STATED EXERCISE A
Answer these from the Phantom Thread review:
(i) Which Darren Aronofski film does the review set against 'Phantom Thread'?
(ii) Who plays Reynolds Woodcock's sister, Cyril?
(iii) What country is the actress who plays Alma from?
STATED EXERCISE B
Could you reproduce the Phantom Thread review word for word from "LONDON – Paul" to "is entirely internal."?

PASSAGE PROVIDED
* begin *
LONDON – Paul Thomas Anderson’s new film ‘Phantom Thread’, starring Daniel Day-Lewis as an eccentric and punctilious fashion designer in 1950s London, is a thoroughly absorbing intellectual horror film in which the horror is entirely internal.

In something like Darren Aronofski’s ‘mother!’, the horror accelerates to fill every frame as hordes of invaders visit an orgy of shocks on a young woman and tear her carefully measured, bucolic life to pieces. Aronofski makes every outrage explicit.

In ‘Phantom Thread’, a single young woman invades the carefully measured, urban existence of an older man and turns it upside down from the inside. Keeping a steady, sedate pace, Anderson reveals the horror slowly through the reactions of one of the few actors capable of such nuanced subtlety.

Day-Lewis plays Reynolds Woodcock, a handsome and when needs be charming but fussy and pompous control-freak who makes a good living turning sows’ ears into silk purses. His small fashion-house produces custom-made gowns for dowdy, shapeless society women who imagine that an expensive outfit will render them beautiful. Obsessive, exclusive and haughty, Woodcock is happy to conspire profitably in that delusion and they adore his stern charm and shaded flattery.

Director Anderson’s witty and insightful screenplay sets the scene artfully with Woodcock’s team of expert and industrious seamstresses; the quiet order of his house; the sinister watchfulness of his sombre sister, Cyril, played with marvellous hints of malevolence by Lesley Manville (pictured); his pernickety habits even at breakfast; and the disposable young woman he’s taken for decoration and as idle bedmate. The carapace he has strived to construct bruises easily and while the title of the film refers directly to the secret messages to his late mother he sews into his creations, it also suggests the slim hold he has on his frangible pretences with the Sixties soon to come.

When he is sufficiently irritated and bored by the young woman, Reynolds has Cyril dispense with her and he soon meets another candidate, a curiously composed young waitress named Alma, played with angular poise by Vicky Krieps (pictured top with Day-Lewis), a young actress from Luxembourg. She responds to his overtures and is soon ensconced in the Woodcock home where she begins to chafe under its strict rules.
* end *
INFORMATION PROVIDED
* begin *
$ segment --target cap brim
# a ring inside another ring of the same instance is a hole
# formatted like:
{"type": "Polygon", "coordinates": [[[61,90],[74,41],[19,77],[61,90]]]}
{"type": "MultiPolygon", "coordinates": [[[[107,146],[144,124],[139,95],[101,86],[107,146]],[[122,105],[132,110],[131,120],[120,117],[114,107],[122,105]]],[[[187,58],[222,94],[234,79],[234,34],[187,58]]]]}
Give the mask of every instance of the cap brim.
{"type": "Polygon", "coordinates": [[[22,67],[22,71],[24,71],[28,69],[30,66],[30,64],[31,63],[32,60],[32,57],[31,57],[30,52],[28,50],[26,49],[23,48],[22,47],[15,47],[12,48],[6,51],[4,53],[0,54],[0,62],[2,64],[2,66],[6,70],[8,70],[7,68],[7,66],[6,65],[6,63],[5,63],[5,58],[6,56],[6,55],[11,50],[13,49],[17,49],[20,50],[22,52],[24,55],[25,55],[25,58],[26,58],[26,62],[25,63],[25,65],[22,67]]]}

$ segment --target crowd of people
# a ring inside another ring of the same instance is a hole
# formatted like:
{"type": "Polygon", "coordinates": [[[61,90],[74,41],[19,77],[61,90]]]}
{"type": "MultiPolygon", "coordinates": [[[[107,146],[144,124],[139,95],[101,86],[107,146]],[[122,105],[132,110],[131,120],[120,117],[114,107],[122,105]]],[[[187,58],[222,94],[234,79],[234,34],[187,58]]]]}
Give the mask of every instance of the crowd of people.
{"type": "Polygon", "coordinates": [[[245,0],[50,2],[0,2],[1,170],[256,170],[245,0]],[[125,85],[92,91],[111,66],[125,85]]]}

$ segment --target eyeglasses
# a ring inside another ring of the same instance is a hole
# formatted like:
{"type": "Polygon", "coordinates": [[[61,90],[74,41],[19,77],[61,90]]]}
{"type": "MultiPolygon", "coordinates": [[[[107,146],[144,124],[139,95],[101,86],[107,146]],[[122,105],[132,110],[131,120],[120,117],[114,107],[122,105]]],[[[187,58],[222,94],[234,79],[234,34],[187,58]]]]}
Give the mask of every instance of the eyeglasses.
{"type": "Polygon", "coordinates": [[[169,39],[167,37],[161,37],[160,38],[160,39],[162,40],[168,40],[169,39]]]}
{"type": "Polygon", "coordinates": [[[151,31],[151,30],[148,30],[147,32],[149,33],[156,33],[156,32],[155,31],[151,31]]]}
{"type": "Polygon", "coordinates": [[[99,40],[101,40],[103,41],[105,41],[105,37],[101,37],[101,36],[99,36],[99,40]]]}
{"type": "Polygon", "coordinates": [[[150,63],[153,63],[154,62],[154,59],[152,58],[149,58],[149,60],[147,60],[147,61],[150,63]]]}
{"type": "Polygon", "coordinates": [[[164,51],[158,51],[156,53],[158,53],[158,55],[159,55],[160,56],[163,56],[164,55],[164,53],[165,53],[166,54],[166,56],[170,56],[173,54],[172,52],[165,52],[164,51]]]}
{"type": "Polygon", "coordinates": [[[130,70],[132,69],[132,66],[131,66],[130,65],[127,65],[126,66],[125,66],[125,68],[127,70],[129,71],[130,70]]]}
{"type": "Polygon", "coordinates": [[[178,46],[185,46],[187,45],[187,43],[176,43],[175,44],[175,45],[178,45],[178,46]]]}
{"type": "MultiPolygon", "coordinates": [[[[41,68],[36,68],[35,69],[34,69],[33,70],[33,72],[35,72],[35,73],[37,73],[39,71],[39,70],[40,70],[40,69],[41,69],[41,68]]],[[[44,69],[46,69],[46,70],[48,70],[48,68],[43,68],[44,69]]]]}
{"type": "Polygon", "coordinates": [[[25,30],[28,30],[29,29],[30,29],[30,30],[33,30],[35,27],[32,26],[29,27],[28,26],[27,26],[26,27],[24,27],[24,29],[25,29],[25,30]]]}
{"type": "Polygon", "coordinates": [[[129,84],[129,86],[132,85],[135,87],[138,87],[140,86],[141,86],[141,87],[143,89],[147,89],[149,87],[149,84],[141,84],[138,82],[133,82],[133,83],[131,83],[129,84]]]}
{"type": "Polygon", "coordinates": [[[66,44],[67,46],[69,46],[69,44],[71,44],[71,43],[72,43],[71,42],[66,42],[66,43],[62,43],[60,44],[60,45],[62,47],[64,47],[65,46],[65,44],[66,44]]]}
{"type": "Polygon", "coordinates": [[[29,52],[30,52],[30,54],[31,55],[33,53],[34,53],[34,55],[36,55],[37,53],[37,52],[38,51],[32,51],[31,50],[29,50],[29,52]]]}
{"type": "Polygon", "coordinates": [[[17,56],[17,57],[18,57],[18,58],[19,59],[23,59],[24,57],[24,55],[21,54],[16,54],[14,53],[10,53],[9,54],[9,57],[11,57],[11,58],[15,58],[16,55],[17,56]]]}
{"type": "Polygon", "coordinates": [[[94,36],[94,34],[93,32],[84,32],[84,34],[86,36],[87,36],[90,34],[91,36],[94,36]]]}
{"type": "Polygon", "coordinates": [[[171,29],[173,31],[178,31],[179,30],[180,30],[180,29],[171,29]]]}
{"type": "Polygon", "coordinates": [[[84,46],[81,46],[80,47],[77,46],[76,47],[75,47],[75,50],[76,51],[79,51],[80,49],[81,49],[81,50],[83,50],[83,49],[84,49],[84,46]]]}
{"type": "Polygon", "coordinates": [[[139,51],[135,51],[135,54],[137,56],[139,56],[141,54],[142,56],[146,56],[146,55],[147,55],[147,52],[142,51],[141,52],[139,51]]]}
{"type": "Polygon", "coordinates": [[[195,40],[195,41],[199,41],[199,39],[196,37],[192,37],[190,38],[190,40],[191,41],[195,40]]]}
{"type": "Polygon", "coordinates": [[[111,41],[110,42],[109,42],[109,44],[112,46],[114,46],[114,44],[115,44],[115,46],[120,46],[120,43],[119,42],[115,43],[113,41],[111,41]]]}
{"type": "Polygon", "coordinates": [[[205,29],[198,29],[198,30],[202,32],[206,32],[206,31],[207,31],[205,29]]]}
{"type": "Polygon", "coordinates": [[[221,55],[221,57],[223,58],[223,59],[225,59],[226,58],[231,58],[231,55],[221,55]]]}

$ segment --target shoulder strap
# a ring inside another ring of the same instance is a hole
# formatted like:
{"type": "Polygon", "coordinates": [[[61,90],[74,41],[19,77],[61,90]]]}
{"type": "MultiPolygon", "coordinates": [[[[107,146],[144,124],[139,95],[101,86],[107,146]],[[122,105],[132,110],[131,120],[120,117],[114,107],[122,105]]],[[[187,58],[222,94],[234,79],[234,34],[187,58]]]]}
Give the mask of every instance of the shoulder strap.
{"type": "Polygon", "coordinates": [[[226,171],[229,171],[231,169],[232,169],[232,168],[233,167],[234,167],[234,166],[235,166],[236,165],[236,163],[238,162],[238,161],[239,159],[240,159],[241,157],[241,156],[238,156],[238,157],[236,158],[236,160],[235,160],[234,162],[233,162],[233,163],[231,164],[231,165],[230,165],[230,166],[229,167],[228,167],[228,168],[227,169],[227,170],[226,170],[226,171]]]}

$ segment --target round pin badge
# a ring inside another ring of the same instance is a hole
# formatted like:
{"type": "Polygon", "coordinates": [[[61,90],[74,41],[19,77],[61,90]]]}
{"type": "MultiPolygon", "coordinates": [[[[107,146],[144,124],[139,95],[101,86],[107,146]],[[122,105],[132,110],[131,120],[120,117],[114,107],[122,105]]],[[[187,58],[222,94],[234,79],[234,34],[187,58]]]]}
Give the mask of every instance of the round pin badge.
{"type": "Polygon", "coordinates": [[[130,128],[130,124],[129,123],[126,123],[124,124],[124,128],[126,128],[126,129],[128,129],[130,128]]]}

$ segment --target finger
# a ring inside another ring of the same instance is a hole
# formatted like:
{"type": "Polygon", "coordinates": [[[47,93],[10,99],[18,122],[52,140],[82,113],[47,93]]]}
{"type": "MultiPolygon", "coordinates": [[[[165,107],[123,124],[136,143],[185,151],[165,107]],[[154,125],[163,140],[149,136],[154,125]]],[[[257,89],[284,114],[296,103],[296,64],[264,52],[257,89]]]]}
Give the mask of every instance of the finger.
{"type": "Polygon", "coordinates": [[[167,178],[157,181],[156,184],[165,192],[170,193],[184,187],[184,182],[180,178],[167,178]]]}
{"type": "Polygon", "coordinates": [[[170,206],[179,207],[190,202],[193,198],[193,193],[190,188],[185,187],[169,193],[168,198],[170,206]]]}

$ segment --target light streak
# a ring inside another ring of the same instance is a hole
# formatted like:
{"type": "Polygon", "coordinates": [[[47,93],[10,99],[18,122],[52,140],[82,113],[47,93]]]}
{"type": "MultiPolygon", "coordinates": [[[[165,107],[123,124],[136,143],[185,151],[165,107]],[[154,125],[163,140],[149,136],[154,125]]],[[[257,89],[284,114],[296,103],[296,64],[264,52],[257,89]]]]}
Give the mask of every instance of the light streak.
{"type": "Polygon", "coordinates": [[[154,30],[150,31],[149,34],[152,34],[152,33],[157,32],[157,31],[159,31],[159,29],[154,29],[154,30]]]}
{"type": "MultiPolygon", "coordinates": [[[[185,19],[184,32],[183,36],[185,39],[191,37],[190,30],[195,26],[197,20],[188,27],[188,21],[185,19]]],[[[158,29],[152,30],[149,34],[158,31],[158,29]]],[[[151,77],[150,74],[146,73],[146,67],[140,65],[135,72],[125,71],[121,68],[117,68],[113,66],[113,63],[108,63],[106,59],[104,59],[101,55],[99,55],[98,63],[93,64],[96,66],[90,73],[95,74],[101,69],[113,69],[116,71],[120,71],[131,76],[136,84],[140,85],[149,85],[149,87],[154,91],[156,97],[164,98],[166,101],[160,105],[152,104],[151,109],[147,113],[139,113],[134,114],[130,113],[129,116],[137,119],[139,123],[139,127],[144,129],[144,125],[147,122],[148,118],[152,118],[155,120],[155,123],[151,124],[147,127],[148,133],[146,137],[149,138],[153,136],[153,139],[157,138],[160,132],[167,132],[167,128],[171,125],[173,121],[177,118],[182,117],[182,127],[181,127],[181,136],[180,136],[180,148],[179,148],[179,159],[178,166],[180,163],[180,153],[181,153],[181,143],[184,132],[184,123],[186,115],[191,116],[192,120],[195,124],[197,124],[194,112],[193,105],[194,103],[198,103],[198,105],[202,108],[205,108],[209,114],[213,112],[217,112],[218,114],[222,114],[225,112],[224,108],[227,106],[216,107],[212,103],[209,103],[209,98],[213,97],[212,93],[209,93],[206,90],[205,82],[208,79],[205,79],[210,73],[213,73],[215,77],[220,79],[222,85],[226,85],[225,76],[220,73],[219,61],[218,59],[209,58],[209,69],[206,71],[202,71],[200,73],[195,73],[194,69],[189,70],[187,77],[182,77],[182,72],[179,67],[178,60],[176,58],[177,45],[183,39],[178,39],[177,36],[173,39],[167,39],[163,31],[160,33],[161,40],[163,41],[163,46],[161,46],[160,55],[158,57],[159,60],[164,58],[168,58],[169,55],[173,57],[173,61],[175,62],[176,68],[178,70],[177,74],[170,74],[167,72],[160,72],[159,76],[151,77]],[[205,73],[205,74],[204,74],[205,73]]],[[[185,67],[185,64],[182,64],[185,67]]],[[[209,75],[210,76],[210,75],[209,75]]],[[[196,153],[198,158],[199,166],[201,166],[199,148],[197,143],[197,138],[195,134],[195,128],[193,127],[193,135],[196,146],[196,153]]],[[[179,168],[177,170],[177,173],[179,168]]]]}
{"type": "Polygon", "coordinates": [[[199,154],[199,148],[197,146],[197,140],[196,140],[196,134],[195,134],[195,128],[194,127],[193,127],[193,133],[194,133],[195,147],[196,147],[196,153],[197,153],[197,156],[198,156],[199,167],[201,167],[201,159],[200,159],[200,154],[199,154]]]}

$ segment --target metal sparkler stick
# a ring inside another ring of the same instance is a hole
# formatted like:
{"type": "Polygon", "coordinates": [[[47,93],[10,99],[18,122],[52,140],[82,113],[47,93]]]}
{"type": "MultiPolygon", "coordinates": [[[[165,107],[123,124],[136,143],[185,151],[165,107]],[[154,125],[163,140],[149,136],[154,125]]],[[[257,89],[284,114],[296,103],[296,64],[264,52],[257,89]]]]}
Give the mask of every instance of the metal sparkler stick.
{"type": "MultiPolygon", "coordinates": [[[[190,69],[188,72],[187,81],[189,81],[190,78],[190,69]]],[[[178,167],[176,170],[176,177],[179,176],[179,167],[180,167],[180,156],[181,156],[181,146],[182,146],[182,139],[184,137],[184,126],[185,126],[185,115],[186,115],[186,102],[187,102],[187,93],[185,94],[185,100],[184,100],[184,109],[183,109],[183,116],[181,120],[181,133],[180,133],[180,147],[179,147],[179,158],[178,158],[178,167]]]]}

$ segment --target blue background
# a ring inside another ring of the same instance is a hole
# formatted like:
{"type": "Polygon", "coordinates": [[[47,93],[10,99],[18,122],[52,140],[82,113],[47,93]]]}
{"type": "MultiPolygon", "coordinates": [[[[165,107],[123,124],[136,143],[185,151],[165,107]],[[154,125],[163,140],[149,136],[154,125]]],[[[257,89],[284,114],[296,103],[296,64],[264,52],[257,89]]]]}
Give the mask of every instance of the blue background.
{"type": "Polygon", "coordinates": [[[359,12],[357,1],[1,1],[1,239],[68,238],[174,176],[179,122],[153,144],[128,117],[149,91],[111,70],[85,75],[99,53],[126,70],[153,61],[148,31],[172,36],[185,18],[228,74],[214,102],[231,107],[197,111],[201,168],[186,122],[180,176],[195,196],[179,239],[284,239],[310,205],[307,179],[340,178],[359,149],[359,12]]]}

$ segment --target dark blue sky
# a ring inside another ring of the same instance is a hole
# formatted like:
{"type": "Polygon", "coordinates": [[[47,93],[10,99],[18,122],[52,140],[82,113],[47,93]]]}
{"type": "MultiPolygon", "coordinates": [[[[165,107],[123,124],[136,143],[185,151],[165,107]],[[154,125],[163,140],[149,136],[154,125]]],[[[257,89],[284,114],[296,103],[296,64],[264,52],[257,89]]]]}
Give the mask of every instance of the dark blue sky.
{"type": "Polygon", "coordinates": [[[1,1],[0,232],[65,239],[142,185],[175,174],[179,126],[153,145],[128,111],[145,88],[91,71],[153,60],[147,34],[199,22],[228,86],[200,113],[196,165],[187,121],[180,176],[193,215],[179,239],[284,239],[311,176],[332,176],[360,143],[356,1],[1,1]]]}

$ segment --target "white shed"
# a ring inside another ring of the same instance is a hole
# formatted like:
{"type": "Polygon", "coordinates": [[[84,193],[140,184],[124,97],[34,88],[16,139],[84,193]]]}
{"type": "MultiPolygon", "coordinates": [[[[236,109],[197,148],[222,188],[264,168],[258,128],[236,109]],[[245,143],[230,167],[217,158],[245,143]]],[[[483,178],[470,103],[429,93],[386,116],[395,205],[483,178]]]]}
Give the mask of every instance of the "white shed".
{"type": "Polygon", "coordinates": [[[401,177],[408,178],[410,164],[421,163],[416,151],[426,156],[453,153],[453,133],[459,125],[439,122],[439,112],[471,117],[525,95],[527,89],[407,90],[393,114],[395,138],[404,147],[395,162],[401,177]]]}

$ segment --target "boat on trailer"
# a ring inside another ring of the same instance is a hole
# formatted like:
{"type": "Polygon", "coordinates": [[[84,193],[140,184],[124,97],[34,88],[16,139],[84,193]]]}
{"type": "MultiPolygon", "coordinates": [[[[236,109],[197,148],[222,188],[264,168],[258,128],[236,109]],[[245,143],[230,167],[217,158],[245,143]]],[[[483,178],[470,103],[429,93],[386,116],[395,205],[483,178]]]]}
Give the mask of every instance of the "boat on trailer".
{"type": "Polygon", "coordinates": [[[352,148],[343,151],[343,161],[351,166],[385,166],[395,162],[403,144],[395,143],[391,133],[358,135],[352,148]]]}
* end *
EXERCISE SOLUTION A
(i) 'mother!'
(ii) Lesley Manville
(iii) Luxembourg

EXERCISE SOLUTION B
LONDON – Paul Thomas Anderson’s new film ‘Phantom Thread’, starring Daniel Day-Lewis as an eccentric and punctilious fashion designer in 1950s London, is a thoroughly absorbing intellectual horror film in which the horror is entirely internal.